__Do this__. Please count the lines in the records below that contain the word "building" and give only that number.

__Data section__.
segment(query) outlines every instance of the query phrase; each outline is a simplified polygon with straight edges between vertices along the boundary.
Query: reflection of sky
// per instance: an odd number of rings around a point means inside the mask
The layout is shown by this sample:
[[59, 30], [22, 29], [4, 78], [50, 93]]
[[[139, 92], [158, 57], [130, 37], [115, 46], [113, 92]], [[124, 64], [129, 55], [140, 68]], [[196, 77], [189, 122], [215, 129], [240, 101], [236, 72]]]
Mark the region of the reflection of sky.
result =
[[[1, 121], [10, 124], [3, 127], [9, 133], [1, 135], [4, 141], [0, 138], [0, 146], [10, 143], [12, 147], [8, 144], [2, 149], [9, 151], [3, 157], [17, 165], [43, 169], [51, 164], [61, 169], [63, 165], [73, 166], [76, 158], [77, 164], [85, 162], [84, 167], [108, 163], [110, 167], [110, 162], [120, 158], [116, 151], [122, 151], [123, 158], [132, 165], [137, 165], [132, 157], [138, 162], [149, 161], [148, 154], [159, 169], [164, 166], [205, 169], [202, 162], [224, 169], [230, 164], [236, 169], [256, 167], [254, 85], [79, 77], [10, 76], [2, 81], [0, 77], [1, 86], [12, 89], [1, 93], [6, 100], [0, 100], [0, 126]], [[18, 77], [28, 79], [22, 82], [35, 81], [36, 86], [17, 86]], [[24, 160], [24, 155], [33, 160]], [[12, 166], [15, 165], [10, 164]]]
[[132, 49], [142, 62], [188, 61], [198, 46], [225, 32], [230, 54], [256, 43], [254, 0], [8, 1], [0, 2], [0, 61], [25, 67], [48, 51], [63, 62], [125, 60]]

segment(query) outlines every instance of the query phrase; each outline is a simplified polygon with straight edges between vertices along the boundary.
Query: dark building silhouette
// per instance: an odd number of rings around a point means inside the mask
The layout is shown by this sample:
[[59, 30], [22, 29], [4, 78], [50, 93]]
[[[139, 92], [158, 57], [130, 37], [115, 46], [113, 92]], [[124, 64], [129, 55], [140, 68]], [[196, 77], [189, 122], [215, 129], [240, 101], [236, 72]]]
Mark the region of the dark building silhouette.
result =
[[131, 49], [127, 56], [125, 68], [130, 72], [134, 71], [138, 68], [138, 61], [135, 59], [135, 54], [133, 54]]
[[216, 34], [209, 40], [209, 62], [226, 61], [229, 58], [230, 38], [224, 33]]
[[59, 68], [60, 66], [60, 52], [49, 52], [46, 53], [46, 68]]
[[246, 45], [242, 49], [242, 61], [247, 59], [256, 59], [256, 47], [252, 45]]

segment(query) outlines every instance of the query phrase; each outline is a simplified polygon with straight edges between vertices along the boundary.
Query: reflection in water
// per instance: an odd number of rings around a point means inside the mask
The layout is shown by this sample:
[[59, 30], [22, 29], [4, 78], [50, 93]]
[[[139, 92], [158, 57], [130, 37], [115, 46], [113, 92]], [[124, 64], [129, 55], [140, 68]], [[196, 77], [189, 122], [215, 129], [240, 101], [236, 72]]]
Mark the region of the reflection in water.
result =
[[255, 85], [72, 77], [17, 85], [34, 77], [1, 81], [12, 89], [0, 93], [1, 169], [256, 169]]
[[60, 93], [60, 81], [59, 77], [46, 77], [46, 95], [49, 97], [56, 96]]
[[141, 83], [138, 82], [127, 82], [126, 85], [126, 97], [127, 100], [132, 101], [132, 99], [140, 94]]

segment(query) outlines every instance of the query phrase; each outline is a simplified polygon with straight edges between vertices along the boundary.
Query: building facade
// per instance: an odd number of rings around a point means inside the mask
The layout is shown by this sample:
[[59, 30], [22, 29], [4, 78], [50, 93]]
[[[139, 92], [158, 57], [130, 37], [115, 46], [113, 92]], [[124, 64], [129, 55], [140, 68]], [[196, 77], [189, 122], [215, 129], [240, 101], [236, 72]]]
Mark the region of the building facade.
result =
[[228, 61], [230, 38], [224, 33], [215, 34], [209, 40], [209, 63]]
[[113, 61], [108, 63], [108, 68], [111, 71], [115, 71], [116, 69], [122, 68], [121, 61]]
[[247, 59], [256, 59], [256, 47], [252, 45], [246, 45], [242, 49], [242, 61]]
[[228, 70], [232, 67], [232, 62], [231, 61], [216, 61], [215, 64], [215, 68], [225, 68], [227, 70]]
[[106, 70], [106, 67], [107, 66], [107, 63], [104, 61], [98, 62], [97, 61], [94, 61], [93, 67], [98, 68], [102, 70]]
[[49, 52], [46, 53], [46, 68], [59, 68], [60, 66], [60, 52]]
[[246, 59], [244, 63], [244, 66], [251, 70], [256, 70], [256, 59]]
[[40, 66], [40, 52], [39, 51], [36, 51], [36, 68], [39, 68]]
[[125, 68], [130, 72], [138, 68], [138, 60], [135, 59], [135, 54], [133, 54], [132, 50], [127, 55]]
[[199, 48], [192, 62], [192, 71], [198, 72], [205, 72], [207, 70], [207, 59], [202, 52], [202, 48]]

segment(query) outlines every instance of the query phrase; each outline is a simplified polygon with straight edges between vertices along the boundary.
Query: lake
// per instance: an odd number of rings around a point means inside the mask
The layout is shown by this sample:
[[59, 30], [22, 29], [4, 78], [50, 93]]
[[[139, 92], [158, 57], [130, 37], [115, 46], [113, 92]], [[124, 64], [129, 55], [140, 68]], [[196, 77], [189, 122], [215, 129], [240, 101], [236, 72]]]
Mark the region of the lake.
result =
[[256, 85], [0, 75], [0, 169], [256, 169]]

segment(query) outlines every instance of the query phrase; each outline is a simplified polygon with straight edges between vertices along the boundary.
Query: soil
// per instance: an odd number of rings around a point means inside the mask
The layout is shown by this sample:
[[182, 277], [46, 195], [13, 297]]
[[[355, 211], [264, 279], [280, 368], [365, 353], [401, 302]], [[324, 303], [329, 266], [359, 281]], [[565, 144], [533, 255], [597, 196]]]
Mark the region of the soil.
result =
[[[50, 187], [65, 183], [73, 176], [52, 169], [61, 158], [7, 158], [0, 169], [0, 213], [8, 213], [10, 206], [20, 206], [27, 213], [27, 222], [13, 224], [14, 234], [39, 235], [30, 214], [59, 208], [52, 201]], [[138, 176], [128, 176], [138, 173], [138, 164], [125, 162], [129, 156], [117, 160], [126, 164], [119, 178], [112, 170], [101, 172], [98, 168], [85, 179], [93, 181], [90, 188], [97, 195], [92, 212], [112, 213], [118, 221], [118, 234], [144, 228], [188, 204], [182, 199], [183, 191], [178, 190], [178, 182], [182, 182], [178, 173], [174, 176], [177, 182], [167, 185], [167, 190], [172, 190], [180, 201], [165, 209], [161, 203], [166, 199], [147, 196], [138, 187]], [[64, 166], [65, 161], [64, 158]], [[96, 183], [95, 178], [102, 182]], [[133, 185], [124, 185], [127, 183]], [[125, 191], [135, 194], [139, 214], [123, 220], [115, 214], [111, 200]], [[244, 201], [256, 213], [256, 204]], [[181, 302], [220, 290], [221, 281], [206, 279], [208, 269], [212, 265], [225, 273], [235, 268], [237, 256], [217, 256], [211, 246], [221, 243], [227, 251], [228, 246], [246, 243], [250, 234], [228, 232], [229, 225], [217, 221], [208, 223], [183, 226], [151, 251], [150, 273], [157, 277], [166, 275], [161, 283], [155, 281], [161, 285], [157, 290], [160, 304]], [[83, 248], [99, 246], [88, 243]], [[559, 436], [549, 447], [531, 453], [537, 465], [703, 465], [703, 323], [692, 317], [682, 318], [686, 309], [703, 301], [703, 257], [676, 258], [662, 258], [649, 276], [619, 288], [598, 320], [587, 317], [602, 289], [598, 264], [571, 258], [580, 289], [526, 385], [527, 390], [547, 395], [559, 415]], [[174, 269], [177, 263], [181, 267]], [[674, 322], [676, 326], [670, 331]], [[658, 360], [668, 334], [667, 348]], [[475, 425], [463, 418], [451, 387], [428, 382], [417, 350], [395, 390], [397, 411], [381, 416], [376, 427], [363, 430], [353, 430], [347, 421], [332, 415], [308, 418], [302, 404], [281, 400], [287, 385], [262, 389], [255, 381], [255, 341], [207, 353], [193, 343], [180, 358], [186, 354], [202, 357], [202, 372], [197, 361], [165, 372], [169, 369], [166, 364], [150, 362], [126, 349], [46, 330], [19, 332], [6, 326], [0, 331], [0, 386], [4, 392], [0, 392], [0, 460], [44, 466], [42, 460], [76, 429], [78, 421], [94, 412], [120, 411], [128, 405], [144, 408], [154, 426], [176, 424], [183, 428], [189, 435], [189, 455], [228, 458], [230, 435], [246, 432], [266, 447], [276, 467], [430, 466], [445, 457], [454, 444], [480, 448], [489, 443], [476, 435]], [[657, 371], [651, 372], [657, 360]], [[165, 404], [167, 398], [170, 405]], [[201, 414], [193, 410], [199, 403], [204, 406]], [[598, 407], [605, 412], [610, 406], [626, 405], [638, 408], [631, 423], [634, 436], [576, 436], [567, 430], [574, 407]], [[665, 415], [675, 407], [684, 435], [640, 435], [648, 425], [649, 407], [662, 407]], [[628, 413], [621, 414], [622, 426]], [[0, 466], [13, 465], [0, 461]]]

__Solution to the problem__. 4